--- Begin ---
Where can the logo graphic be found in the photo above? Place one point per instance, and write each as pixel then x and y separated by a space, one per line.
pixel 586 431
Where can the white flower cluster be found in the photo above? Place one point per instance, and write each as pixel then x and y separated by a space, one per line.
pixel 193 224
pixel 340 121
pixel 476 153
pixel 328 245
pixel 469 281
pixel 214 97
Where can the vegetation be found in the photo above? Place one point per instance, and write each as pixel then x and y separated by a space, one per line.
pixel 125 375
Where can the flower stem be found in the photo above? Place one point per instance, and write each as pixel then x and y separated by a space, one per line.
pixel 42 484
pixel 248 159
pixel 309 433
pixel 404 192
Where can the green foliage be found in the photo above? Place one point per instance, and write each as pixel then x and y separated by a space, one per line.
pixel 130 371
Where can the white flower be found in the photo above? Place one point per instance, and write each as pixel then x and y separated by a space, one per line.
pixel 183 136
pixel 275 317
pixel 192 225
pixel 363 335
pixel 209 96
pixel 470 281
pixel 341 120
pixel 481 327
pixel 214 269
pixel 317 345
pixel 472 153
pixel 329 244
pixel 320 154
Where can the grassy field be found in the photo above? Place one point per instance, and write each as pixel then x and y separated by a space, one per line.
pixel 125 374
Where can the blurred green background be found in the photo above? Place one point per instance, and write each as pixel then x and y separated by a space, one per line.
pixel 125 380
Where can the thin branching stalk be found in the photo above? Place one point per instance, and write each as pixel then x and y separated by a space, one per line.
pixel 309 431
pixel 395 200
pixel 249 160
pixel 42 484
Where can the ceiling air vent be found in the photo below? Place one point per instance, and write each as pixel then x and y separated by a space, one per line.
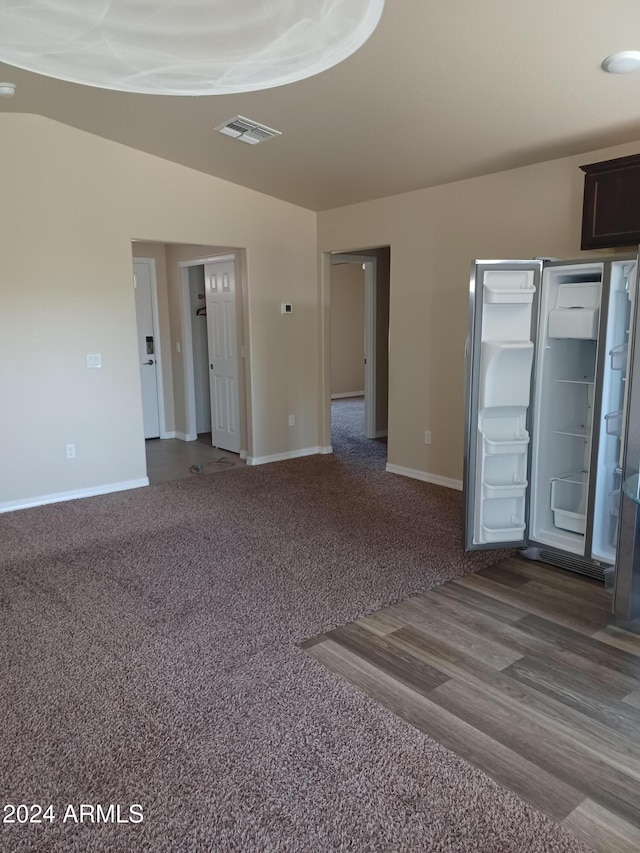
pixel 246 130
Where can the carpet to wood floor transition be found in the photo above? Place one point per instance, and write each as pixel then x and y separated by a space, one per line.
pixel 149 643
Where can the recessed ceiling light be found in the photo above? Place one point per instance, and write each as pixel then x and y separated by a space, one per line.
pixel 623 62
pixel 203 47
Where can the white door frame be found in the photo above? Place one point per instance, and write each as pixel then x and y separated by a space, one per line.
pixel 187 343
pixel 370 265
pixel 151 263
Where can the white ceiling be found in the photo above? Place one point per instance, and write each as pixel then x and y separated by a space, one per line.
pixel 443 90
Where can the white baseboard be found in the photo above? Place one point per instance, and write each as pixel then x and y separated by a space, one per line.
pixel 25 503
pixel 436 479
pixel 291 454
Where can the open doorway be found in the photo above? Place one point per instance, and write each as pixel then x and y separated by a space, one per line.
pixel 200 327
pixel 359 362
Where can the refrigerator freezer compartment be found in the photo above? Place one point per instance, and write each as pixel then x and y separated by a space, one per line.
pixel 503 534
pixel 492 448
pixel 618 357
pixel 613 421
pixel 574 323
pixel 569 501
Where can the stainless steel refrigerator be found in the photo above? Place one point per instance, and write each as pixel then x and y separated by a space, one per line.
pixel 550 413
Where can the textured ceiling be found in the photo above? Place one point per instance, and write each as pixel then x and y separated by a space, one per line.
pixel 443 90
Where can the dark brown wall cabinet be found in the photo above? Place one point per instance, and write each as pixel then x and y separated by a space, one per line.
pixel 611 210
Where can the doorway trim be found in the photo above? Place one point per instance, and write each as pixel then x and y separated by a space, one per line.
pixel 370 265
pixel 187 344
pixel 151 263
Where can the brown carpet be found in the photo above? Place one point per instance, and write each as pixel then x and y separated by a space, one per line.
pixel 149 655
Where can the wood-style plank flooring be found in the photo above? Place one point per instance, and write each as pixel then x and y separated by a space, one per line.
pixel 519 670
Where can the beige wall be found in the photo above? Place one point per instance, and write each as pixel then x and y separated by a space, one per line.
pixel 347 328
pixel 434 235
pixel 70 205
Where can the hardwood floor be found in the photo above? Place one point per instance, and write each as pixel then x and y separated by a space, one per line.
pixel 519 670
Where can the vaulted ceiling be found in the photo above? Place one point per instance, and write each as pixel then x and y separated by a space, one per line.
pixel 443 90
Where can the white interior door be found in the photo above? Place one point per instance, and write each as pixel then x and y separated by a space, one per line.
pixel 142 272
pixel 220 289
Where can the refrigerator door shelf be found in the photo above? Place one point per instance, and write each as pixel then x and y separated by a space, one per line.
pixel 499 447
pixel 574 521
pixel 494 294
pixel 619 357
pixel 510 490
pixel 574 323
pixel 569 501
pixel 614 506
pixel 503 534
pixel 505 373
pixel 614 422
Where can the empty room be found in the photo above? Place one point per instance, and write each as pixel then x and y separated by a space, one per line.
pixel 320 439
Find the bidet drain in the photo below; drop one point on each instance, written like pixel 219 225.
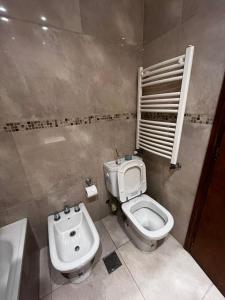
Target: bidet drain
pixel 77 248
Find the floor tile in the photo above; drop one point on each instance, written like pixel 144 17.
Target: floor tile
pixel 45 279
pixel 213 294
pixel 49 297
pixel 169 272
pixel 102 286
pixel 106 241
pixel 116 232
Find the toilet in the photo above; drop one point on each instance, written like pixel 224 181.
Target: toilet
pixel 146 221
pixel 73 242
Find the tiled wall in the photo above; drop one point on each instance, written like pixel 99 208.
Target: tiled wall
pixel 67 100
pixel 169 27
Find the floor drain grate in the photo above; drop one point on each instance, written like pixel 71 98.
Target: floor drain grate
pixel 112 262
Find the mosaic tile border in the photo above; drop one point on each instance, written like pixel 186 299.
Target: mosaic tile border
pixel 74 121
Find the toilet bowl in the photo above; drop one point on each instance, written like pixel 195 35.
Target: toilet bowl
pixel 146 221
pixel 73 242
pixel 151 222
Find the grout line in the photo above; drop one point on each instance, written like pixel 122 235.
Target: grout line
pixel 136 284
pixel 208 289
pixel 124 263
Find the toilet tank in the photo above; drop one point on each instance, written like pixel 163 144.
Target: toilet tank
pixel 111 177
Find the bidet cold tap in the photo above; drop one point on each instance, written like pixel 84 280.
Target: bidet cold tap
pixel 66 209
pixel 56 216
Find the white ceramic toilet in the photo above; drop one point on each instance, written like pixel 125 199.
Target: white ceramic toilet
pixel 73 242
pixel 147 222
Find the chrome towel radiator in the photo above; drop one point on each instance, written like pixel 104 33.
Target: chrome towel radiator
pixel 159 136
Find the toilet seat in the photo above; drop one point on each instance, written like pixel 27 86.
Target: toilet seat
pixel 131 179
pixel 146 202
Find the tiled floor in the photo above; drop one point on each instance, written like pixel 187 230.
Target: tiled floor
pixel 168 273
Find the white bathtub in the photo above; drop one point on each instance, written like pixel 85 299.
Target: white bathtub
pixel 12 241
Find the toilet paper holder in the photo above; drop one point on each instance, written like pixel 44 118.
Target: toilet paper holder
pixel 89 181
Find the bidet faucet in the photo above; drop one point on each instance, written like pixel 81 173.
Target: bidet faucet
pixel 66 209
pixel 56 216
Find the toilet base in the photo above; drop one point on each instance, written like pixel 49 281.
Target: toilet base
pixel 141 243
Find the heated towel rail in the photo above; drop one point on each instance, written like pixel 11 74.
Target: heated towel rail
pixel 159 136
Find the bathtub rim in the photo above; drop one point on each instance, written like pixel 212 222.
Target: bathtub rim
pixel 14 285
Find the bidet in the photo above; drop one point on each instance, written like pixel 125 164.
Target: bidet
pixel 73 242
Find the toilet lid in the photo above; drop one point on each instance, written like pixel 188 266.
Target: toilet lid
pixel 131 179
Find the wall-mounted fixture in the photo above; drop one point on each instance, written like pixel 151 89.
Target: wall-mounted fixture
pixel 159 136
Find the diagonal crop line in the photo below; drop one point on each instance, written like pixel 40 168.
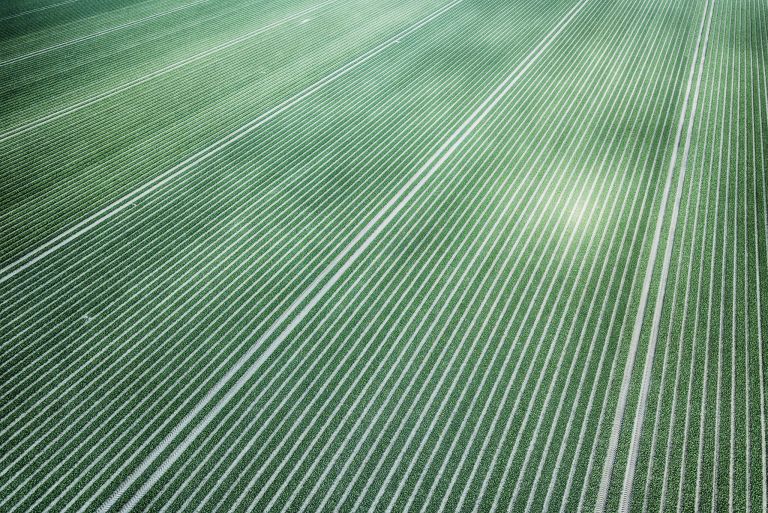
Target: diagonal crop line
pixel 31 11
pixel 88 37
pixel 10 134
pixel 315 292
pixel 207 400
pixel 124 202
pixel 639 320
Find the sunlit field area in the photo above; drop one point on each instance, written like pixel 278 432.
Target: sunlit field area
pixel 383 255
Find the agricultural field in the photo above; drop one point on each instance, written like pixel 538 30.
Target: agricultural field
pixel 383 255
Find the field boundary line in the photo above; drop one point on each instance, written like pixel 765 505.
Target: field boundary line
pixel 608 464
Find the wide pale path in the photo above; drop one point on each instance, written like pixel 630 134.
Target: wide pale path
pixel 354 255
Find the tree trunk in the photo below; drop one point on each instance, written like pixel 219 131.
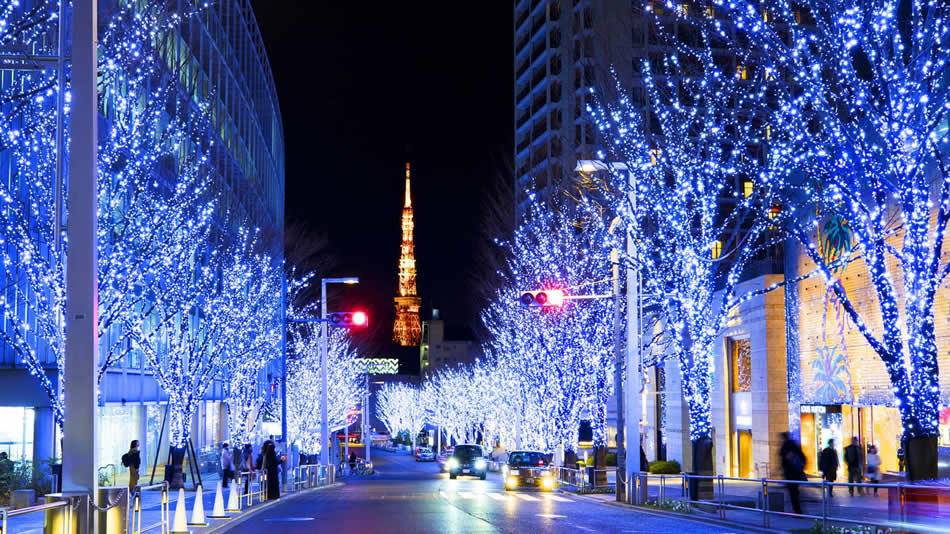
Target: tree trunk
pixel 920 456
pixel 702 489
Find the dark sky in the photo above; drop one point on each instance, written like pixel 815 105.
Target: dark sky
pixel 363 87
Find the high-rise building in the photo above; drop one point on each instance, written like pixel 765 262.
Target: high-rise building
pixel 218 55
pixel 407 329
pixel 557 61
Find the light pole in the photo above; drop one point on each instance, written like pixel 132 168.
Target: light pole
pixel 627 395
pixel 324 425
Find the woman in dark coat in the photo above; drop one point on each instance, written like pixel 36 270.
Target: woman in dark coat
pixel 273 477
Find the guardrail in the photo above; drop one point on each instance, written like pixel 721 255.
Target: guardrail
pixel 135 523
pixel 710 492
pixel 64 507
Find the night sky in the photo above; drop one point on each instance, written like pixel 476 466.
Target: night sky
pixel 363 88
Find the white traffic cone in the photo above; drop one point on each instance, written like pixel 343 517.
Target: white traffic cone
pixel 198 511
pixel 234 498
pixel 180 524
pixel 218 511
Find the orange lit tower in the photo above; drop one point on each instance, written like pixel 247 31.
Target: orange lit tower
pixel 407 330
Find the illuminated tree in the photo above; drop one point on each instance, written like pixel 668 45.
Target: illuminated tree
pixel 401 408
pixel 552 355
pixel 686 195
pixel 860 104
pixel 147 224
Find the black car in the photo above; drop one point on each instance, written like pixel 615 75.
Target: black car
pixel 467 460
pixel 529 469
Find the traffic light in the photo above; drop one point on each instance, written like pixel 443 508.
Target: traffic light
pixel 542 299
pixel 355 319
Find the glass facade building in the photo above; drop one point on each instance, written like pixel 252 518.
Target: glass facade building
pixel 218 56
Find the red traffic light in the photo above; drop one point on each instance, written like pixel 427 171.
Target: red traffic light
pixel 356 319
pixel 543 298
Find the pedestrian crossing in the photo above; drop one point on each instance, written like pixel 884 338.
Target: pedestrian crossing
pixel 508 496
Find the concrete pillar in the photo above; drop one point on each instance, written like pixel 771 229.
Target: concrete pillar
pixel 82 360
pixel 44 434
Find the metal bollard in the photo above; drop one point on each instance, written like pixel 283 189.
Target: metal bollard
pixel 824 505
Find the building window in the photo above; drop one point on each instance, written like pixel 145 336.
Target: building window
pixel 741 366
pixel 748 187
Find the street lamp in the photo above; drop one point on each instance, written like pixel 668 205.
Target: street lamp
pixel 628 421
pixel 324 426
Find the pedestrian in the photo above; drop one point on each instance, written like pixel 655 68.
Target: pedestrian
pixel 828 464
pixel 227 465
pixel 6 465
pixel 133 460
pixel 854 458
pixel 247 466
pixel 272 466
pixel 793 467
pixel 874 467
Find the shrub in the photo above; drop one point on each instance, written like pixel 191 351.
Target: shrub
pixel 665 468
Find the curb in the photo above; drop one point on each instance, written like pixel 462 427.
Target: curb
pixel 223 526
pixel 658 513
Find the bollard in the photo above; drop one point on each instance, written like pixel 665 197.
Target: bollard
pixel 234 498
pixel 198 511
pixel 180 525
pixel 218 511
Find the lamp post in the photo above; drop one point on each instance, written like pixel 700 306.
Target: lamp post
pixel 324 425
pixel 627 396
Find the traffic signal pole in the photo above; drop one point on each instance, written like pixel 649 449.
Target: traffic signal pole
pixel 324 433
pixel 82 337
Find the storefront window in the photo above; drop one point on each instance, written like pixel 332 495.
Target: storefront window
pixel 16 433
pixel 945 427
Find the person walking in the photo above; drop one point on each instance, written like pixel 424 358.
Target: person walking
pixel 133 460
pixel 227 465
pixel 854 458
pixel 272 466
pixel 874 473
pixel 828 464
pixel 793 467
pixel 247 466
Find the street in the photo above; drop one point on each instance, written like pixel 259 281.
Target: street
pixel 414 497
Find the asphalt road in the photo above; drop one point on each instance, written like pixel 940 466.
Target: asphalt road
pixel 414 497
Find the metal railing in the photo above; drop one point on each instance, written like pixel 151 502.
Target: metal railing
pixel 108 466
pixel 135 522
pixel 67 506
pixel 710 492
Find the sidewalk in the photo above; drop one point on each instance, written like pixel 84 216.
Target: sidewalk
pixel 152 506
pixel 865 507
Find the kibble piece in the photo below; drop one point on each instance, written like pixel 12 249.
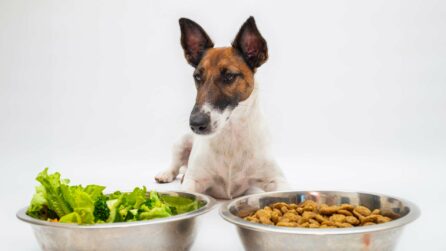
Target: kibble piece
pixel 284 209
pixel 344 212
pixel 277 211
pixel 320 218
pixel 382 219
pixel 291 217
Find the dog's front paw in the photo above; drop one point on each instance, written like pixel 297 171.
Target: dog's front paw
pixel 165 177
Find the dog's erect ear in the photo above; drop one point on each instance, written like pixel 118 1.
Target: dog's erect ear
pixel 194 40
pixel 250 43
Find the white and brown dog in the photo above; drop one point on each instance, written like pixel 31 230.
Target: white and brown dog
pixel 228 152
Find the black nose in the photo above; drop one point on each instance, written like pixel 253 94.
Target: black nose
pixel 199 122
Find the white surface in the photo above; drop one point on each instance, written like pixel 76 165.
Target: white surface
pixel 99 90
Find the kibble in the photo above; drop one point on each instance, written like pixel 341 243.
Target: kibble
pixel 309 214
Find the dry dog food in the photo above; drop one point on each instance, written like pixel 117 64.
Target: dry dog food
pixel 309 214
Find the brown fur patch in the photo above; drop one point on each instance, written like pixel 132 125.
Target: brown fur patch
pixel 212 89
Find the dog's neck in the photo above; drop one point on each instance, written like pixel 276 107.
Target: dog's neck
pixel 245 125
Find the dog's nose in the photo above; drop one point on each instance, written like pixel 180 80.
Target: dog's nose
pixel 199 122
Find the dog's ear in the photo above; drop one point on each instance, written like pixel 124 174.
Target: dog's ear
pixel 194 40
pixel 250 43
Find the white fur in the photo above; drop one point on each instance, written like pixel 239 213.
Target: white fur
pixel 230 161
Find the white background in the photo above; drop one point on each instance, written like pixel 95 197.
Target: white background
pixel 354 93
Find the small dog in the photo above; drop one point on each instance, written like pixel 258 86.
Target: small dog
pixel 227 153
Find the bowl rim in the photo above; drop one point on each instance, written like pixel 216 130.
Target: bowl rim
pixel 210 204
pixel 414 213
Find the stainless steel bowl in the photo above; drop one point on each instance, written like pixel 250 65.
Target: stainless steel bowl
pixel 172 233
pixel 380 237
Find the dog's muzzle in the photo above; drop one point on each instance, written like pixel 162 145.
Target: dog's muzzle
pixel 200 122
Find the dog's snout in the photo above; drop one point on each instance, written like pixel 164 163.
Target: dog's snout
pixel 200 122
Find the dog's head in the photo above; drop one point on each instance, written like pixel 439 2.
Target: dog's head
pixel 224 77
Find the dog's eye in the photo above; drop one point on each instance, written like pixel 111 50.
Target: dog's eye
pixel 197 77
pixel 229 77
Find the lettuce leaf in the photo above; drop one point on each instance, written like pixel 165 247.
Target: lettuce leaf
pixel 53 193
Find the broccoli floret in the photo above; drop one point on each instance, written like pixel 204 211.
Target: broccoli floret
pixel 101 210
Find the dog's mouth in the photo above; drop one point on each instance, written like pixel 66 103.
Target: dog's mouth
pixel 208 121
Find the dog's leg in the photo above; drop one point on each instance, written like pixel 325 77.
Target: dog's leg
pixel 194 186
pixel 272 178
pixel 180 157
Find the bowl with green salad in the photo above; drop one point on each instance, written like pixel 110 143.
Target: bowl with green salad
pixel 77 217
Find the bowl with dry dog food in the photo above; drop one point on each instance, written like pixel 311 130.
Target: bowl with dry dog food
pixel 319 220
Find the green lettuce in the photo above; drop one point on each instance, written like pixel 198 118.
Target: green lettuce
pixel 56 199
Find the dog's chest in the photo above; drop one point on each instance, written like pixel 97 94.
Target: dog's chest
pixel 231 161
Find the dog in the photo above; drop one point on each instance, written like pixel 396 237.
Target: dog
pixel 227 154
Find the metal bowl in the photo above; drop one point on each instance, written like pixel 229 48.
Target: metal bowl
pixel 380 237
pixel 172 233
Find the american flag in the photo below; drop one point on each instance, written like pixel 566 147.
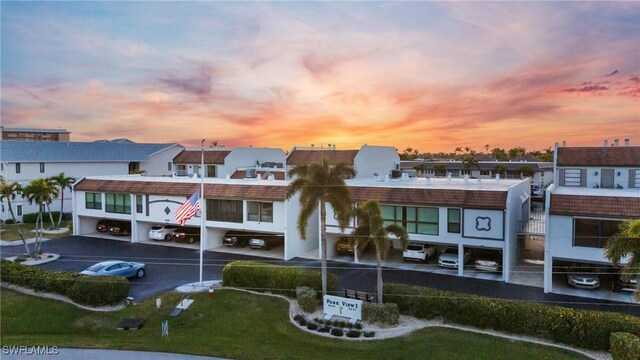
--- End ---
Starting with the line that contains "Find the dog's neck" and going on through the line that contains "pixel 230 161", format those lines as a Markdown table with the columns Number and Line, leaving out any blank lines.

**Expected answer**
| Number | Line |
|---|---|
| 1 | Find the dog's neck in the photo above; drop one point on each instance, written like pixel 276 107. |
| 2 | Target: dog's neck |
| 3 | pixel 245 125 |
| 4 | Find the dog's nose in the photo above; drop one point on each instance, written like pixel 180 80. |
| 5 | Target: dog's nose |
| 6 | pixel 199 122 |
| 7 | Find the dog's ear in the photo above; drop one point on each instance, written like pixel 124 174. |
| 8 | Target: dog's ear |
| 9 | pixel 194 40 |
| 10 | pixel 250 43 |
| 11 | Find the white fur in the photo above; drop one point on each instance, written like pixel 239 213. |
| 12 | Target: white fur |
| 13 | pixel 230 161 |